Instructions to follow: Could you convert the material, from its start through the line containing "1L92 8L90 3ZM102", into a Markdown table with columns Row and Text, skipping blank lines and leaving out the pictures?

Stored data entries
□ □ □ □

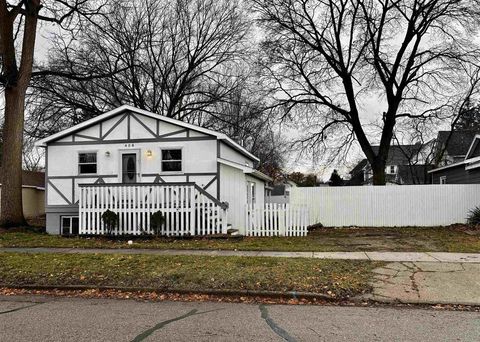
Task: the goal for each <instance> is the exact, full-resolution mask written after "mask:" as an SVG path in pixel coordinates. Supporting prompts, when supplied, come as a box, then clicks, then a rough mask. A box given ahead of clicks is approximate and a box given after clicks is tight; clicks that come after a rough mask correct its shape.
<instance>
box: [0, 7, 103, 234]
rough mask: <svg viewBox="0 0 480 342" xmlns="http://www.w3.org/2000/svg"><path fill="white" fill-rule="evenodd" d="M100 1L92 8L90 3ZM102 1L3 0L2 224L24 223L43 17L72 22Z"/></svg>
mask: <svg viewBox="0 0 480 342" xmlns="http://www.w3.org/2000/svg"><path fill="white" fill-rule="evenodd" d="M92 3H94V4H95V6H94V7H93V8H91V7H90V6H91V4H92ZM99 7H101V5H100V4H99V1H93V2H92V1H88V0H74V1H73V0H72V1H60V0H59V1H53V0H52V1H49V0H45V1H42V0H18V1H7V0H0V88H1V90H2V91H3V96H4V98H5V123H4V127H3V155H2V168H3V174H2V177H1V178H2V180H1V182H2V196H1V197H2V198H1V217H0V225H2V226H6V227H8V226H16V225H22V224H24V223H25V219H24V217H23V212H22V141H23V128H24V110H25V97H26V92H27V89H28V87H29V85H30V80H31V78H32V76H40V75H45V72H44V71H43V72H42V71H33V62H34V52H35V38H36V35H37V28H38V25H39V22H40V21H47V22H50V23H55V24H58V25H60V26H63V27H68V26H69V25H70V24H71V23H72V22H71V20H72V18H73V15H74V14H78V13H81V14H82V15H84V16H85V17H89V16H90V15H92V14H93V13H96V12H97V11H98V9H99Z"/></svg>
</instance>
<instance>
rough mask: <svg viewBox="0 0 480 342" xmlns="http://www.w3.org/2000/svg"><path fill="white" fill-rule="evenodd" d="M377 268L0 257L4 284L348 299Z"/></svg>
mask: <svg viewBox="0 0 480 342" xmlns="http://www.w3.org/2000/svg"><path fill="white" fill-rule="evenodd" d="M379 265H382V263H378V262H369V261H343V260H315V259H288V258H265V257H264V258H262V257H203V256H152V255H120V254H113V255H100V254H96V255H95V254H93V255H71V254H59V253H55V254H30V255H26V254H21V253H1V254H0V284H1V285H2V286H21V285H31V284H35V285H97V286H113V287H143V288H156V289H160V290H170V291H175V290H197V291H198V290H200V291H201V290H209V289H222V290H253V291H259V290H261V291H297V292H314V293H319V294H324V295H327V296H329V297H332V298H348V297H350V296H355V295H358V294H361V293H366V292H369V291H370V290H371V286H370V285H369V280H371V275H372V273H371V271H372V270H373V269H374V268H375V267H378V266H379Z"/></svg>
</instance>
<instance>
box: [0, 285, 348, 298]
mask: <svg viewBox="0 0 480 342" xmlns="http://www.w3.org/2000/svg"><path fill="white" fill-rule="evenodd" d="M0 288H11V289H24V290H61V291H78V290H80V291H85V290H100V291H106V290H116V291H123V292H155V293H161V294H181V295H186V294H196V295H210V296H229V297H264V298H283V299H310V300H313V299H317V300H322V301H328V302H339V301H347V300H348V301H352V299H350V298H347V299H345V298H332V297H329V296H327V295H324V294H321V293H314V292H296V291H289V292H282V291H255V290H227V289H226V290H214V289H206V290H187V289H171V288H164V289H159V288H154V287H128V286H127V287H118V286H97V285H34V284H27V285H11V284H0Z"/></svg>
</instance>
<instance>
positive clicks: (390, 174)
mask: <svg viewBox="0 0 480 342" xmlns="http://www.w3.org/2000/svg"><path fill="white" fill-rule="evenodd" d="M396 171H397V170H396V167H395V165H388V166H387V173H388V174H389V175H394V174H395V173H397V172H396Z"/></svg>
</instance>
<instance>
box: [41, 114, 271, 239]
mask: <svg viewBox="0 0 480 342" xmlns="http://www.w3.org/2000/svg"><path fill="white" fill-rule="evenodd" d="M37 146H41V147H44V148H45V149H46V175H45V186H46V216H47V232H48V233H50V234H75V233H77V232H79V233H80V234H99V233H104V232H105V229H106V227H105V225H104V222H102V219H101V214H102V213H103V212H104V211H106V210H107V209H110V210H111V211H113V212H116V213H118V214H119V220H120V223H119V227H118V231H117V233H120V234H121V233H130V234H139V233H141V232H142V231H144V232H145V231H146V232H151V227H150V215H151V213H152V212H155V211H157V210H158V211H161V212H162V213H163V214H165V215H166V220H167V222H166V223H165V227H164V231H163V232H164V233H166V234H173V235H183V234H192V235H195V234H196V235H198V234H201V235H203V234H213V233H225V232H226V227H227V225H231V227H232V228H236V229H238V230H239V232H240V233H243V232H244V230H245V224H246V223H245V220H246V218H245V205H246V204H247V203H256V204H258V205H259V206H263V204H264V192H265V183H266V182H267V181H269V180H270V178H269V177H268V176H266V175H264V174H263V173H261V172H259V171H258V170H256V169H255V163H257V162H258V161H259V160H258V158H257V157H255V156H254V155H252V154H251V153H250V152H248V151H247V150H246V149H245V148H243V147H242V146H240V145H239V144H237V143H236V142H234V141H233V140H232V139H230V138H229V137H227V136H226V135H224V134H222V133H218V132H215V131H212V130H209V129H205V128H202V127H199V126H196V125H192V124H189V123H185V122H182V121H178V120H174V119H171V118H167V117H164V116H161V115H157V114H154V113H150V112H148V111H144V110H140V109H137V108H134V107H130V106H121V107H119V108H117V109H115V110H112V111H110V112H107V113H104V114H102V115H99V116H97V117H95V118H93V119H90V120H87V121H85V122H83V123H81V124H78V125H76V126H74V127H71V128H69V129H66V130H64V131H61V132H59V133H56V134H54V135H51V136H49V137H47V138H45V139H43V140H40V141H38V142H37ZM168 221H170V222H168Z"/></svg>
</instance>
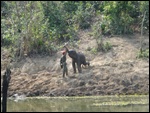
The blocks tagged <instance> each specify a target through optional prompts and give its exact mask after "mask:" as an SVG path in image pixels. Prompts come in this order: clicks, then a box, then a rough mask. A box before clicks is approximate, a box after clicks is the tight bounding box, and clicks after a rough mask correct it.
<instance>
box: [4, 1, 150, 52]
mask: <svg viewBox="0 0 150 113" xmlns="http://www.w3.org/2000/svg"><path fill="white" fill-rule="evenodd" d="M144 14H146V16H145V20H144V24H143V28H144V30H143V31H146V30H149V1H1V44H2V46H6V45H10V46H12V48H18V49H19V50H18V51H20V50H22V51H25V52H26V53H27V54H32V53H35V54H41V53H42V54H46V53H49V52H56V51H57V48H59V47H57V46H59V45H60V44H61V43H63V42H66V41H69V40H72V41H73V40H75V39H77V32H78V30H80V29H83V30H84V29H88V28H90V27H93V26H92V25H93V23H99V25H100V29H101V32H100V34H99V36H101V35H103V34H106V33H107V32H108V31H109V32H110V33H112V34H128V33H133V32H134V31H135V28H137V27H138V28H139V29H138V30H140V28H141V23H142V19H143V15H144ZM95 18H99V19H97V20H96V19H95ZM96 32H97V33H96ZM94 33H95V36H96V37H99V36H98V33H99V30H97V29H96V27H95V30H94ZM100 40H101V39H100ZM99 44H100V43H99ZM21 53H24V52H21Z"/></svg>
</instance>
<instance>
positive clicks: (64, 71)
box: [60, 50, 68, 77]
mask: <svg viewBox="0 0 150 113" xmlns="http://www.w3.org/2000/svg"><path fill="white" fill-rule="evenodd" d="M66 54H67V52H66V51H65V50H64V51H62V57H61V59H60V66H61V68H62V69H63V77H65V75H66V76H68V68H67V63H66Z"/></svg>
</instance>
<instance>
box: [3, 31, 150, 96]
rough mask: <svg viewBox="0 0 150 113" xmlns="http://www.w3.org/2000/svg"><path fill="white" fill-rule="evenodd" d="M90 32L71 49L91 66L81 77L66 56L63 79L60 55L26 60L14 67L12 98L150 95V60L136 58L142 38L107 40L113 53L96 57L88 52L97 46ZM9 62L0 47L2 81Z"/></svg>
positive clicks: (57, 52)
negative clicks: (88, 63) (67, 66)
mask: <svg viewBox="0 0 150 113" xmlns="http://www.w3.org/2000/svg"><path fill="white" fill-rule="evenodd" d="M89 33H90V31H88V30H87V31H80V32H79V37H80V41H79V42H78V43H77V47H75V48H71V47H70V48H71V49H75V50H76V51H78V52H83V53H84V54H85V55H86V58H87V60H88V61H90V67H85V68H83V69H82V71H83V72H82V73H81V74H78V73H77V74H73V69H72V65H71V58H70V57H69V56H67V63H68V69H69V76H68V77H65V78H63V77H62V70H61V68H60V65H59V60H60V57H61V52H57V53H56V54H55V55H54V56H52V57H50V56H45V57H43V56H36V57H34V58H30V57H27V58H25V59H23V60H22V61H20V62H19V63H17V64H15V65H14V64H13V68H12V69H11V71H12V74H11V77H12V78H11V81H10V84H9V91H8V94H9V96H12V95H13V94H16V93H17V94H25V95H26V96H73V95H105V94H149V59H146V60H142V59H136V55H137V52H138V49H139V47H140V46H139V44H140V35H138V34H135V35H130V36H114V37H111V38H107V37H106V38H105V39H104V40H105V41H109V42H110V43H111V44H112V50H110V51H109V52H107V53H102V52H98V53H97V54H94V53H92V51H88V48H89V47H91V48H94V47H95V46H96V42H95V39H94V38H93V37H92V36H90V34H89ZM144 38H145V39H144V47H145V48H149V36H145V37H144ZM8 60H9V53H8V52H7V51H6V50H4V49H3V48H1V81H2V75H3V73H4V71H5V66H6V64H7V62H8ZM1 84H2V82H1Z"/></svg>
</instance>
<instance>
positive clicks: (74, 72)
mask: <svg viewBox="0 0 150 113" xmlns="http://www.w3.org/2000/svg"><path fill="white" fill-rule="evenodd" d="M72 67H73V71H74V73H76V65H75V61H74V60H72Z"/></svg>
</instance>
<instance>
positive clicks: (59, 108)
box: [7, 95, 149, 112]
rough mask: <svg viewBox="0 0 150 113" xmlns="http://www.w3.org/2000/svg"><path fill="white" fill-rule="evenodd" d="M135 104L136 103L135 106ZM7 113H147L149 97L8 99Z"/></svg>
mask: <svg viewBox="0 0 150 113" xmlns="http://www.w3.org/2000/svg"><path fill="white" fill-rule="evenodd" d="M115 102H119V104H120V105H115V104H114V103H115ZM127 102H128V103H127ZM136 102H138V103H137V104H136ZM103 103H105V104H103ZM107 103H109V104H107ZM111 103H112V104H111ZM124 103H127V104H124ZM113 104H114V105H113ZM7 111H11V112H148V111H149V96H148V95H147V96H92V97H54V98H53V97H42V98H27V99H25V100H20V101H17V102H16V101H13V100H10V99H9V100H8V109H7Z"/></svg>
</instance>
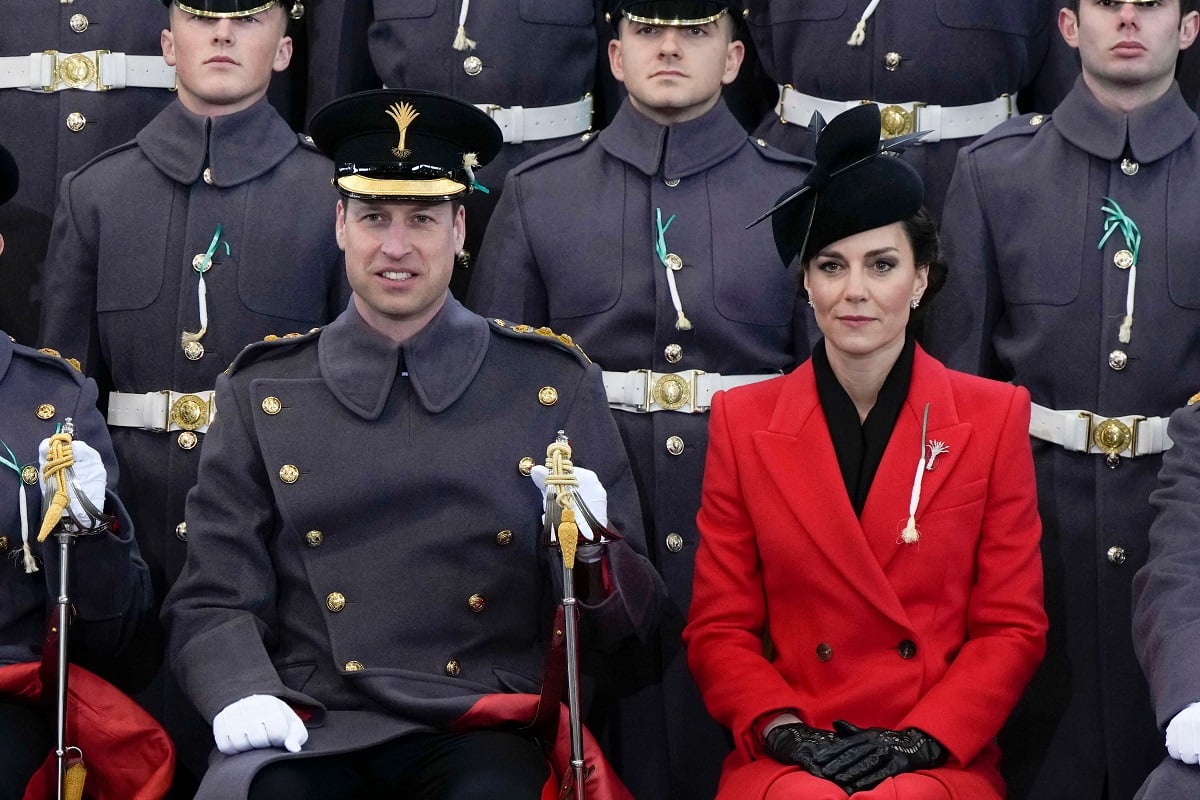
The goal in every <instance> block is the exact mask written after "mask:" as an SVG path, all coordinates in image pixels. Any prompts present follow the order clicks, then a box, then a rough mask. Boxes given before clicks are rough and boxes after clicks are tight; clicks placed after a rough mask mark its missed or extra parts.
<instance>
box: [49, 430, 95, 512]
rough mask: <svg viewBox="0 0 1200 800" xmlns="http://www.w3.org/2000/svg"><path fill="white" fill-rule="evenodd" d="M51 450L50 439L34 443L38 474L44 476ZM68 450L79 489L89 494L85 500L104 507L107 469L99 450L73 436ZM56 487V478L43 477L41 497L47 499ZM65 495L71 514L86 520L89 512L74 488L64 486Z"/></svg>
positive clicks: (74, 475)
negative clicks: (80, 440)
mask: <svg viewBox="0 0 1200 800" xmlns="http://www.w3.org/2000/svg"><path fill="white" fill-rule="evenodd" d="M49 451H50V440H49V439H42V444H40V445H37V464H38V475H43V476H44V475H46V455H47V453H48V452H49ZM71 453H72V455H73V456H74V467H72V468H71V469H72V470H73V471H74V477H76V483H78V485H79V491H82V492H83V493H84V494H85V495H88V500H89V501H90V503H91V504H92V505H94V506H96V510H97V511H103V510H104V486H106V485H107V482H108V471H107V470H104V462H103V461H102V459H101V458H100V453H98V452H96V451H95V450H92V449H91V446H90V445H89V444H88V443H86V441H79V440H78V439H76V440H74V441H72V443H71ZM58 488H59V482H58V479H52V480H49V481H47V480H46V479H44V477H43V479H42V497H44V498H47V499H49V498H50V495H53V494H54V492H56V491H58ZM67 495H68V497H70V498H71V513H73V515H74V517H76V519H78V521H80V522H86V521H88V513H86V512H85V511H84V510H83V504H80V503H79V499H78V498H77V497H76V488H74V487H73V486H70V485H68V486H67Z"/></svg>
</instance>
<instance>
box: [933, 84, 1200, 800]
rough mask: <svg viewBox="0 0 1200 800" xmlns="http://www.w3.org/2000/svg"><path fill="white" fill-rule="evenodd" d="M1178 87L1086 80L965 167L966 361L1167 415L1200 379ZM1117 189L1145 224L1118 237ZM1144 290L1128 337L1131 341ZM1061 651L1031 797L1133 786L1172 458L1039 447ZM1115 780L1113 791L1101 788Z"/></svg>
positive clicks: (1198, 253) (1024, 774)
mask: <svg viewBox="0 0 1200 800" xmlns="http://www.w3.org/2000/svg"><path fill="white" fill-rule="evenodd" d="M1196 128H1198V121H1196V115H1195V113H1193V112H1192V109H1189V108H1188V106H1187V104H1186V103H1184V102H1183V98H1182V97H1181V95H1180V92H1178V90H1177V89H1176V88H1175V86H1174V85H1172V88H1171V89H1170V90H1169V91H1168V92H1166V94H1165V95H1164V96H1163V97H1162V98H1159V100H1157V101H1154V102H1152V103H1151V104H1148V106H1146V107H1144V108H1141V109H1138V110H1135V112H1133V113H1129V114H1122V113H1116V112H1111V110H1108V109H1105V108H1104V107H1102V106H1100V104H1099V103H1098V102H1097V101H1096V98H1094V97H1093V96H1092V94H1091V92H1090V91H1088V90H1087V88H1086V86H1085V85H1084V84H1082V82H1081V80H1080V82H1079V83H1076V85H1075V88H1074V90H1073V91H1072V94H1070V95H1069V96H1068V97H1067V98H1066V100H1064V101H1063V102H1062V104H1060V107H1058V108H1057V109H1056V112H1055V114H1054V115H1052V116H1042V115H1032V116H1022V118H1019V119H1015V120H1012V121H1009V122H1007V124H1004V125H1003V126H1001V127H998V128H996V130H995V131H992V133H990V134H988V136H986V137H984V138H983V139H980V140H979V142H978V143H976V144H974V145H971V146H970V148H966V149H965V150H964V151H962V154H961V156H960V158H959V164H958V169H956V172H955V174H954V181H953V184H952V186H950V193H949V196H948V201H947V212H946V216H944V219H943V233H944V243H946V255H947V260H948V263H949V264H950V270H949V277H948V281H947V284H946V290H944V291H943V293H942V296H940V297H938V300H937V305H936V306H935V307H934V309H932V311H934V312H935V313H934V315H932V317H931V318H930V320H929V325H928V327H926V343H928V347H929V349H930V350H931V353H934V354H936V355H937V356H940V357H941V359H943V360H944V361H946V363H947V365H948V366H950V367H953V368H958V369H964V371H970V372H979V373H982V374H984V375H986V377H992V378H1000V379H1008V380H1013V381H1014V383H1016V384H1019V385H1021V386H1025V387H1026V389H1028V390H1030V395H1031V396H1032V398H1033V402H1034V403H1038V404H1040V405H1044V407H1046V408H1050V409H1061V410H1070V409H1084V410H1088V411H1092V413H1094V414H1098V415H1100V416H1102V417H1114V416H1126V415H1141V416H1145V417H1151V416H1168V415H1169V414H1170V413H1171V411H1172V410H1174V409H1176V408H1177V407H1180V405H1181V404H1182V403H1183V402H1184V401H1186V399H1187V398H1188V397H1189V396H1190V395H1192V393H1193V392H1194V391H1196V389H1198V387H1200V348H1196V335H1195V331H1196V330H1198V327H1200V272H1198V271H1196V269H1195V264H1196V258H1198V255H1200V227H1198V225H1196V224H1195V210H1196V209H1198V207H1200V180H1198V179H1200V136H1198V133H1196ZM1106 198H1111V200H1112V201H1115V203H1116V204H1117V205H1118V206H1120V207H1121V210H1123V212H1124V215H1126V216H1127V217H1128V218H1129V219H1130V221H1132V222H1133V224H1135V225H1136V227H1138V229H1139V230H1140V239H1141V243H1140V248H1139V255H1138V263H1136V270H1135V271H1130V270H1127V269H1121V266H1120V264H1122V263H1124V261H1123V257H1122V253H1121V251H1129V248H1130V246H1129V243H1128V242H1127V240H1126V236H1124V234H1122V231H1121V230H1120V229H1118V230H1114V233H1112V234H1111V235H1109V237H1108V239H1106V240H1105V241H1104V243H1103V246H1098V245H1099V242H1100V240H1102V237H1103V236H1104V235H1105V229H1106V215H1105V212H1104V211H1102V206H1104V205H1109V204H1110V203H1109V200H1108V199H1106ZM1134 272H1135V273H1136V279H1135V282H1134V285H1135V293H1134V306H1133V324H1132V327H1130V330H1129V333H1130V336H1129V342H1128V343H1124V342H1122V341H1121V337H1120V329H1121V326H1122V318H1123V317H1124V315H1126V313H1127V293H1128V289H1129V287H1130V281H1132V279H1133V278H1132V275H1133V273H1134ZM1033 456H1034V463H1036V468H1037V475H1038V495H1039V503H1040V513H1042V519H1043V525H1044V529H1043V548H1042V549H1043V564H1044V567H1045V578H1046V581H1045V593H1046V606H1048V612H1049V614H1050V633H1049V643H1048V645H1049V649H1048V654H1046V657H1045V661H1044V662H1043V664H1042V669H1040V672H1039V673H1038V675H1037V676H1036V678H1034V680H1033V684H1032V685H1031V687H1030V691H1028V693H1027V696H1026V702H1025V703H1024V705H1022V706H1019V708H1018V712H1016V715H1015V716H1014V718H1013V720H1012V721H1010V723H1009V733H1010V735H1012V738H1010V739H1009V740H1007V741H1006V740H1004V739H1002V740H1001V745H1002V746H1004V745H1006V744H1007V745H1008V748H1007V750H1006V752H1004V764H1006V766H1004V769H1006V777H1008V778H1009V781H1010V783H1012V784H1013V788H1014V792H1013V796H1015V798H1021V796H1026V795H1025V793H1026V792H1028V796H1031V798H1037V799H1042V798H1048V799H1049V798H1055V799H1057V798H1064V796H1072V798H1100V796H1108V798H1112V799H1124V798H1130V796H1133V794H1134V792H1135V790H1136V788H1138V786H1139V784H1140V783H1141V781H1142V778H1145V776H1146V774H1147V772H1148V771H1150V770H1151V769H1152V768H1153V766H1154V764H1156V763H1158V760H1159V759H1160V758H1162V754H1163V740H1162V734H1160V732H1159V730H1158V726H1157V724H1156V723H1154V715H1153V712H1152V708H1151V702H1150V696H1148V692H1147V687H1146V681H1145V679H1144V678H1142V674H1141V669H1140V667H1139V664H1138V660H1136V657H1135V655H1134V648H1133V642H1132V639H1130V614H1132V595H1130V589H1132V582H1133V576H1134V573H1135V572H1136V571H1138V569H1139V567H1140V566H1141V565H1142V564H1144V563H1145V561H1146V554H1147V537H1146V534H1147V531H1148V530H1150V525H1151V522H1152V519H1153V511H1152V509H1151V506H1150V504H1148V498H1150V493H1151V492H1152V491H1153V489H1154V488H1156V487H1157V486H1158V480H1157V479H1158V469H1159V465H1160V464H1162V456H1158V455H1150V456H1139V457H1136V458H1121V459H1120V463H1118V464H1117V465H1116V468H1112V469H1110V468H1109V467H1108V465H1105V461H1106V459H1105V457H1104V455H1102V453H1092V455H1088V453H1082V452H1073V451H1068V450H1066V449H1064V447H1061V446H1057V445H1052V444H1050V443H1046V441H1043V440H1040V439H1034V440H1033ZM1105 783H1106V784H1108V794H1106V795H1103V794H1102V787H1103V786H1104V784H1105Z"/></svg>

□ □ □ □

Answer to the problem:
| Row | Text |
|---|---|
| 1 | Task: the goal for each <instance> is the exact, full-resolution mask written after "mask:" as an SVG path in pixel coordinates. Supporting prompts, when supplied, come as a box, then clicks, then a rough mask. A box given ahead of clicks is approximate and a box given after clicks is tight; clicks that come after a rough mask correct its shape. |
| 2 | <instance> |
| 3 | box: [0, 7, 103, 234] |
| 4 | rough mask: <svg viewBox="0 0 480 342" xmlns="http://www.w3.org/2000/svg"><path fill="white" fill-rule="evenodd" d="M100 1L92 8L90 3ZM102 1L3 0L2 224L24 223L43 17L72 22Z"/></svg> |